** Excerpt follows **

So, I'm still off with the flu, but feel like I'm finally on the upswing now. I only woke up once through the night. I haven't thrown up in 24 hours. I have one fully functioning nostril. My head only feels like it's half full of cotton balls. I feel like standing on my balcony and belting out "Feelin' Good" a la Jennifer Hudson. With sick days at home comes back-to-back viewings of The Maury Povich Show, one of my guilty pleasures. I was watching one of the "Is My Man Cheating With My Best Friend's Baby Sister's Lesbian Girlfriend?" shows with the lie detector test that's really not necessary. Every man or woman who comes on these shows already has enough proof of infidelity, yet still believe they need Maury's lie detector man to tell them what they already know. Which led me to ask, "Why do we do this to ourselves?"
Maya Angelou once said “The first time someone shows you who they are, believe them.” I find that in today's world, this quote is leaned on as a crutch after someone has received the proof of whatever was tugging at their intuition. Is it possible to begin referring to it at the onset of a problem? Can we save ourselves from unnecessary pain, or do we need to doubt our intuition in order to learn how to trust it?

** End of Excerpt **

Your tasks:
**a)** In the blog post, how many hours has it been since the writer last threw up?
**b)** Please set down, word for word, the part of the blog post that starts with the words containing "Maya Angelou once" and ends with "to trust it?".
**c)** Write the next part of the blog post, continuing after its last sentence.
The listing after this blog post comes from a separate source.

** Data records follows **

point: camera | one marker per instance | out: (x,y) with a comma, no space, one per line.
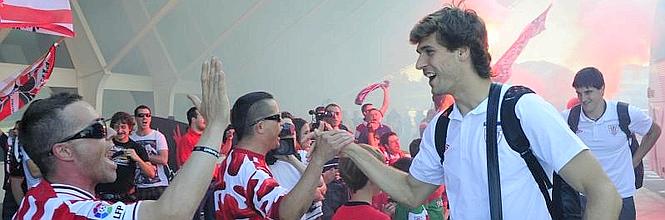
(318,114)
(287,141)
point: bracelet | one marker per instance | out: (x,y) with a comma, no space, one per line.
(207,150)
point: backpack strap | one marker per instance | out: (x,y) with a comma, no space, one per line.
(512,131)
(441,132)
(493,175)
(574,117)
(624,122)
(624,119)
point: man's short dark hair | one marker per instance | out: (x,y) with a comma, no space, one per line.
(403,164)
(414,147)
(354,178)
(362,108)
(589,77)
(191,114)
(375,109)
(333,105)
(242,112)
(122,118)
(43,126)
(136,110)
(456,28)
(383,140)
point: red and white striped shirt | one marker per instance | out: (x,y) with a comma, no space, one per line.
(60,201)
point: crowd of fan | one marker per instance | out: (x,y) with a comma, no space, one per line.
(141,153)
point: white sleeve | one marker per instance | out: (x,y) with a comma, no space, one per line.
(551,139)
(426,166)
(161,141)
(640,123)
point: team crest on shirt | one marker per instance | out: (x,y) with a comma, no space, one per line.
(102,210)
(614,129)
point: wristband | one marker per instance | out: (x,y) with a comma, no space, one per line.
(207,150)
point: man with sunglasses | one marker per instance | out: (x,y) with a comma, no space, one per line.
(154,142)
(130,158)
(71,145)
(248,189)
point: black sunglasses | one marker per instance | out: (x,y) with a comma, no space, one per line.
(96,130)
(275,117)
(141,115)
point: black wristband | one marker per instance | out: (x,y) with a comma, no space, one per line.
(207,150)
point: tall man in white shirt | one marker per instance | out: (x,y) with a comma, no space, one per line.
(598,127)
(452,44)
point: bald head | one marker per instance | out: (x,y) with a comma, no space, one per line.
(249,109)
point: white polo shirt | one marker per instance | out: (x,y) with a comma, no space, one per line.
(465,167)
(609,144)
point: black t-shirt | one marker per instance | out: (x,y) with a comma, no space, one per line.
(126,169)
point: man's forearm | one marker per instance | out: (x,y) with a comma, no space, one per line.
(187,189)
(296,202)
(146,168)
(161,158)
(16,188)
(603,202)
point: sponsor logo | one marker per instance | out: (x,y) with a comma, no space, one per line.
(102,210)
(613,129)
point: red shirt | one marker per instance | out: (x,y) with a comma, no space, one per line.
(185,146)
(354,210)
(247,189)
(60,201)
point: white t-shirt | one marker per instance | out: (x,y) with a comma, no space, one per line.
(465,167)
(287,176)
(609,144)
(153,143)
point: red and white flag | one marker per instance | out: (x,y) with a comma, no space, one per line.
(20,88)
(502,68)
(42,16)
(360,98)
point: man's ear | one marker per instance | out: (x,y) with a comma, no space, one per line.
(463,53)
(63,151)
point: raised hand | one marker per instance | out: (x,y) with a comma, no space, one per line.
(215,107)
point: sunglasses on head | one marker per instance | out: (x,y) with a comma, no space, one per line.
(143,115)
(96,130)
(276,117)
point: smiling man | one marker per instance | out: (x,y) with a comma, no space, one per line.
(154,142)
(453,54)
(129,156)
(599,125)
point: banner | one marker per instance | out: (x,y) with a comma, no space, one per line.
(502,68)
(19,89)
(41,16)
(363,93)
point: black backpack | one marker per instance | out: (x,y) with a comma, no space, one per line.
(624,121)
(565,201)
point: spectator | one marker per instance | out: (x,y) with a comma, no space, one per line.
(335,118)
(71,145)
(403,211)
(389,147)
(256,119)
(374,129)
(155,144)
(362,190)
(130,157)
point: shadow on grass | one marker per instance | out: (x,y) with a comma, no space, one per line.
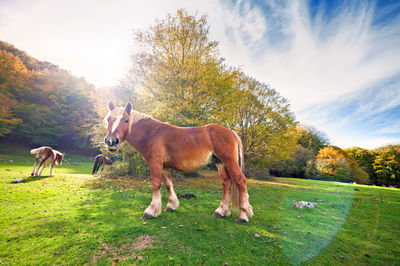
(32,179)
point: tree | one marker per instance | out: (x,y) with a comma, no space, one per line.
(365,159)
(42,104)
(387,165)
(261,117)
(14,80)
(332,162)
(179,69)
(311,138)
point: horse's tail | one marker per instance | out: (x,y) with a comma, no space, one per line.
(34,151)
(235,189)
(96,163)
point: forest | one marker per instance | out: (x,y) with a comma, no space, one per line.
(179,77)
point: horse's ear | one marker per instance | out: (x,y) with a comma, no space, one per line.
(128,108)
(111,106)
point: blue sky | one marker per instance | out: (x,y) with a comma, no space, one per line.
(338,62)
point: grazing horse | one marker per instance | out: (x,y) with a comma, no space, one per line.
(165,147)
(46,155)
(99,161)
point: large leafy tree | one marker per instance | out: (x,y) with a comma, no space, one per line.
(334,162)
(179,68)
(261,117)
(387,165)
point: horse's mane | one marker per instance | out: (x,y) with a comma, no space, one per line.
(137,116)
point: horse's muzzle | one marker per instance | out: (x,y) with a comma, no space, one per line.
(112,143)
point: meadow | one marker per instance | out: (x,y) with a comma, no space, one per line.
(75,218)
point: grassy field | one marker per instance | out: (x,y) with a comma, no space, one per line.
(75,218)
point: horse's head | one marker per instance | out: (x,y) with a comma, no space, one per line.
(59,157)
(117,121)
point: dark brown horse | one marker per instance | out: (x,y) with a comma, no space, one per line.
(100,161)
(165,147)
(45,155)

** End of Data records **
** Data records follows **

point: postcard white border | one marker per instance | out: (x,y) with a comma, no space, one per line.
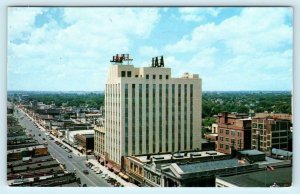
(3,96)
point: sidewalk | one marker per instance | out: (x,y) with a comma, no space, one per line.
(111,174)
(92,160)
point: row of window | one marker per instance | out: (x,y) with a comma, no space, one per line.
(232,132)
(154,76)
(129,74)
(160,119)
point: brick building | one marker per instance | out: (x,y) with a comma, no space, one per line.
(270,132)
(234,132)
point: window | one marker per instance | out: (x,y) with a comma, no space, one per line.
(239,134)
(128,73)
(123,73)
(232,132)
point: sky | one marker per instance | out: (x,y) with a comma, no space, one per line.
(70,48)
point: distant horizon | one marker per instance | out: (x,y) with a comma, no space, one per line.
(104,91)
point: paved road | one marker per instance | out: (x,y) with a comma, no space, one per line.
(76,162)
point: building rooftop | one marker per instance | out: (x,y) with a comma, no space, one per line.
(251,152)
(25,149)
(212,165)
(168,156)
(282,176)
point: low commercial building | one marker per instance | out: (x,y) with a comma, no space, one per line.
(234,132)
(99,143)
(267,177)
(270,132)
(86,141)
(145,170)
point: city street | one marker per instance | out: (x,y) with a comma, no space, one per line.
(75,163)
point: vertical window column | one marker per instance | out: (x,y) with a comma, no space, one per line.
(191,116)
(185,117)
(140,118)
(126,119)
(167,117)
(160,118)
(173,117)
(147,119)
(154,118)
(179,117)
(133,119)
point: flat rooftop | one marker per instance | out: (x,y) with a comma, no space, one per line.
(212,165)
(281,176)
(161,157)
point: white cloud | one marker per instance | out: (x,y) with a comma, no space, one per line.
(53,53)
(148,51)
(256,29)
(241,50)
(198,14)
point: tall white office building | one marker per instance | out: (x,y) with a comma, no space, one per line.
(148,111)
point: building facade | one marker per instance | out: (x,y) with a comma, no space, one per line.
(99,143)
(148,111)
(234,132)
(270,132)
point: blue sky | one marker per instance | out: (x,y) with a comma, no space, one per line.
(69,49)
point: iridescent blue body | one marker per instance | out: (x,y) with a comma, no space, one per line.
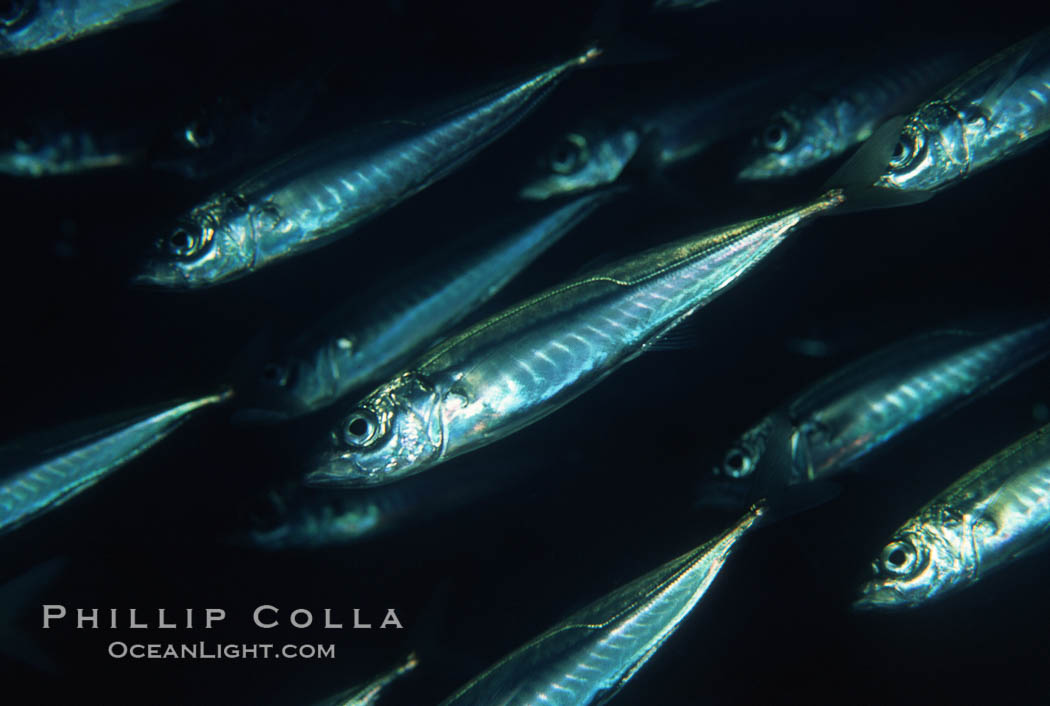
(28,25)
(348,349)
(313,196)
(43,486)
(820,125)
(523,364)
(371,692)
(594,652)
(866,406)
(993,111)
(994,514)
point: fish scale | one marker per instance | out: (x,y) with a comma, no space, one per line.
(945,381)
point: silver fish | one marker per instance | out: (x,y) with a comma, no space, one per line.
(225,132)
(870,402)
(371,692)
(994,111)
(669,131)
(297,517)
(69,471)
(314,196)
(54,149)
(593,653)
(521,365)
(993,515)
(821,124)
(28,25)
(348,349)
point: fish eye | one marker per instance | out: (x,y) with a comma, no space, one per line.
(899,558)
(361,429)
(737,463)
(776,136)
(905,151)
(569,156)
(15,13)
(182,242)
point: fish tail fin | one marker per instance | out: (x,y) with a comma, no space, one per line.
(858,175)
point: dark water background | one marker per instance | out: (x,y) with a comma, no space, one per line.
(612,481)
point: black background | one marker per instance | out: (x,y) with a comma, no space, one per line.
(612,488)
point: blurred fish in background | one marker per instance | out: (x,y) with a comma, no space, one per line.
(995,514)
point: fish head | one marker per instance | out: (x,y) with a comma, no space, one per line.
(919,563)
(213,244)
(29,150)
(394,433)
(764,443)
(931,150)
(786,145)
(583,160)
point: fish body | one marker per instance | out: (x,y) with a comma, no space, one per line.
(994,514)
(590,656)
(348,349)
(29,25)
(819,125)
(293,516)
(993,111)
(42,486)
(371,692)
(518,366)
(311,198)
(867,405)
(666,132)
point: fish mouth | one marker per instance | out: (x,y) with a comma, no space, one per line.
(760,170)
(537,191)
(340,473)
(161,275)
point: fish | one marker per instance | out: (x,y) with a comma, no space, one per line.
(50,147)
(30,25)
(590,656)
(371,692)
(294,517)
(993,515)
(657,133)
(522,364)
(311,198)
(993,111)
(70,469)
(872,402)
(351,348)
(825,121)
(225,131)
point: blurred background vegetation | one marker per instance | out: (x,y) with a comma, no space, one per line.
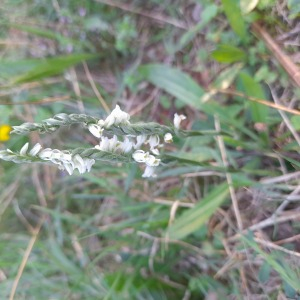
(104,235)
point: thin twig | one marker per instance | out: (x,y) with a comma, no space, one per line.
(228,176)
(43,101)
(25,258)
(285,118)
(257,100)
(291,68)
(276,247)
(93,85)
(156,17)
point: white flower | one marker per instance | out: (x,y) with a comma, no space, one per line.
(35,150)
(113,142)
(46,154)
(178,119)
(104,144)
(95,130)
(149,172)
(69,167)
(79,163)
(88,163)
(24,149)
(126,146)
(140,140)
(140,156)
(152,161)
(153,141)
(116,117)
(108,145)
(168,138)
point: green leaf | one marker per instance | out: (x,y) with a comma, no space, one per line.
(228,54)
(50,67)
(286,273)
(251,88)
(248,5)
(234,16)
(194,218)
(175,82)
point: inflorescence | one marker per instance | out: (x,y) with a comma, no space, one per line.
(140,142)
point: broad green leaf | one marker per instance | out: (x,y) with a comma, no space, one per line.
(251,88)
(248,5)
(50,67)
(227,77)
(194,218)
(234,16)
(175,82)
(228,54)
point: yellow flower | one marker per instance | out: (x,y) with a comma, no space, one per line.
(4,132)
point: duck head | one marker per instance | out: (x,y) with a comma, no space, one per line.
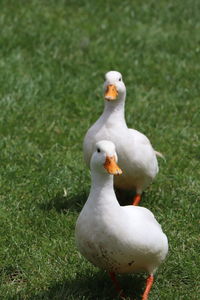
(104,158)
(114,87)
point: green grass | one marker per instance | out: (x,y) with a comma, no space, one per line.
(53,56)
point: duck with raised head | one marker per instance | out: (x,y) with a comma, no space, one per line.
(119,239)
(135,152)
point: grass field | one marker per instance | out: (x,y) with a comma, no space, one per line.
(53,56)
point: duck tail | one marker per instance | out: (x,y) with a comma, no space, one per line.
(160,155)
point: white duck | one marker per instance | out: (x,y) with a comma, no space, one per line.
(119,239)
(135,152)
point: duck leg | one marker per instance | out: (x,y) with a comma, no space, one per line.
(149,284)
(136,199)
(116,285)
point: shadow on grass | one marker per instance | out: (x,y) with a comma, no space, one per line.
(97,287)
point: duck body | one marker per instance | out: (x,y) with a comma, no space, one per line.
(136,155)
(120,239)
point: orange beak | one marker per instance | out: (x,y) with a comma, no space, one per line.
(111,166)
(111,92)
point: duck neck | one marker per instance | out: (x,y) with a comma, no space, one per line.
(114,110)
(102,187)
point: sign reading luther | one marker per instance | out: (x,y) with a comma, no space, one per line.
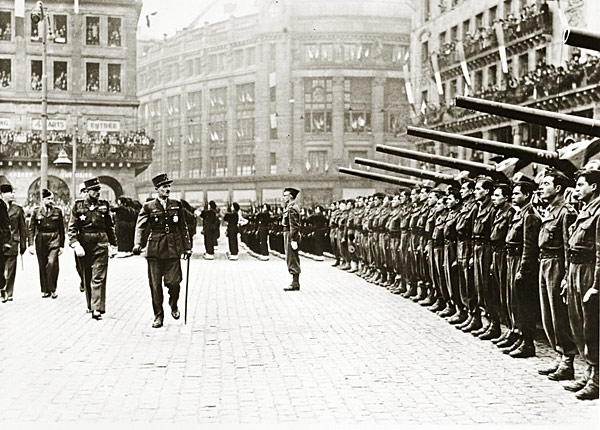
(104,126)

** End of Data records **

Solved problems:
**a)** 24 hours.

**b)**
Maya Angelou once said “The first time someone shows you who they are, believe them.” I find that in today's world, this quote is leaned on as a crutch after someone has received the proof of whatever was tugging at their intuition. Is it possible to begin referring to it at the onset of a problem? Can we save ourselves from unnecessary pain, or do we need to doubt our intuition in order to learn how to trust it?

**c)**
I'll admit. It's hard. You want to trust your intuition, but you want to give them the benefit of the doubt. And how can you really be sure that something untoward is going on? Those questionable signs you're seeing might be able to be attributed to something valid, and at the end of the day, no one wants to jump to conclusions and be accused of overreacting. So you swallow those nagging feelings until the day things blow up. And while you're sitting there wondering what went wrong, a well-meaning friend tries to console and empower you with that same Maya Angelou quote. Maybe you'll arm yourself better the next time, or maybe not.
I've gotten much better at trusting my intuition. If a place doesn't feel right, I probably won't go. If a person doesn't seem genuine, I probably won't do more than smile and nod. If a request makes me feel like something not-so-good might come of it, I'll respectfully decline. Have I been accused of "thinking too much"? Yes. Have I been made to feel guilty about not doing something or going somewhere because it didn't feel right? Sure. Have I ever been wrong? Yes - but never about anything that truly mattered. I may have passed up a night or two because I didn't have a good feeling about the venue or the company. Sure, the place didn't get shot up - but I've always been told "You didn't miss much anyway." It's taken me a while to get to this point, and sometimes I still doubt myself. However, one of the most important intuition-reliant areas in my life has been within relationships, as I'm sure many of you can relate. Allow me to share a story with y'all.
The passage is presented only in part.